### Short problem
Copy the lines below verbatim, but only from the line containing "the moc lettering" through the end of the data.
# start of Supplied entries
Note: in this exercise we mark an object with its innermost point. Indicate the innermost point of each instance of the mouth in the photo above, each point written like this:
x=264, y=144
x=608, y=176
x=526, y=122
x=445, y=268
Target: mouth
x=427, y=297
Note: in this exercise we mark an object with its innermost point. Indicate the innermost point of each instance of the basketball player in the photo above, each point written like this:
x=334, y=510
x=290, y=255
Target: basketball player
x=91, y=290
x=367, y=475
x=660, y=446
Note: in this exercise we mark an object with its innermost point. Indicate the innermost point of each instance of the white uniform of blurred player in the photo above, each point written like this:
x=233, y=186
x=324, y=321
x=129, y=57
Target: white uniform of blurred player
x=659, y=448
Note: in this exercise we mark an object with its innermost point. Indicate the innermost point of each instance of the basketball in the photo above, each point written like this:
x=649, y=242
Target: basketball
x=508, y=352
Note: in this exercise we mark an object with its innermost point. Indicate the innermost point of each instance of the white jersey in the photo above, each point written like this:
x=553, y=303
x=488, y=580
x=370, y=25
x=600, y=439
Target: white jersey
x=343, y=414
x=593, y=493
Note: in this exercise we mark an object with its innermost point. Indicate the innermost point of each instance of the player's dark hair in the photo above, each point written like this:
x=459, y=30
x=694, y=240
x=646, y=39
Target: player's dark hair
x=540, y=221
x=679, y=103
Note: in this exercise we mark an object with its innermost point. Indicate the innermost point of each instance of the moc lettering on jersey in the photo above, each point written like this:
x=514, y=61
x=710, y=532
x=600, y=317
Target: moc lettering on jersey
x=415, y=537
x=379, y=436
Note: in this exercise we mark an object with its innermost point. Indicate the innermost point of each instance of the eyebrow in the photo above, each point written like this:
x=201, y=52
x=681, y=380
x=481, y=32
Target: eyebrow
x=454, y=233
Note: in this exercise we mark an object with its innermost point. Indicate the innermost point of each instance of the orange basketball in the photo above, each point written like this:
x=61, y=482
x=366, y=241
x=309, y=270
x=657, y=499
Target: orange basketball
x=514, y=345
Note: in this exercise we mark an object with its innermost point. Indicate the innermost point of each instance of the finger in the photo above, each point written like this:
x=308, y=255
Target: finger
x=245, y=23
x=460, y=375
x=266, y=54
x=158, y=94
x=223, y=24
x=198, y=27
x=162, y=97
# end of Supplied entries
### Final answer
Note: in this exercise we mark an object with its innermost point. Indicate the innermost point of each instance of the moc lettering on jersey in the photo above, each point written like this:
x=514, y=61
x=710, y=532
x=600, y=317
Target: moc lettering on jersey
x=415, y=537
x=379, y=436
Note: in this exercise we mark an object with its innermost point. Indicate the innermost point of each instance of the eyebrow in the photo above, each point written like this:
x=201, y=52
x=681, y=380
x=481, y=32
Target: eyebrow
x=454, y=233
Note: in this exercise we mark an object with its innermost point. Indicate the innermost point of each instance of the orange basketball in the photo above, each point written like this:
x=61, y=482
x=366, y=241
x=309, y=270
x=657, y=499
Target: orange basketball
x=514, y=345
Note: in this exercise we mark an object with its innermost point. Indicate the innermost point of each instance of the finger in the photo above, each point written like this:
x=308, y=255
Target: finger
x=245, y=23
x=460, y=375
x=266, y=54
x=158, y=94
x=223, y=24
x=198, y=27
x=162, y=97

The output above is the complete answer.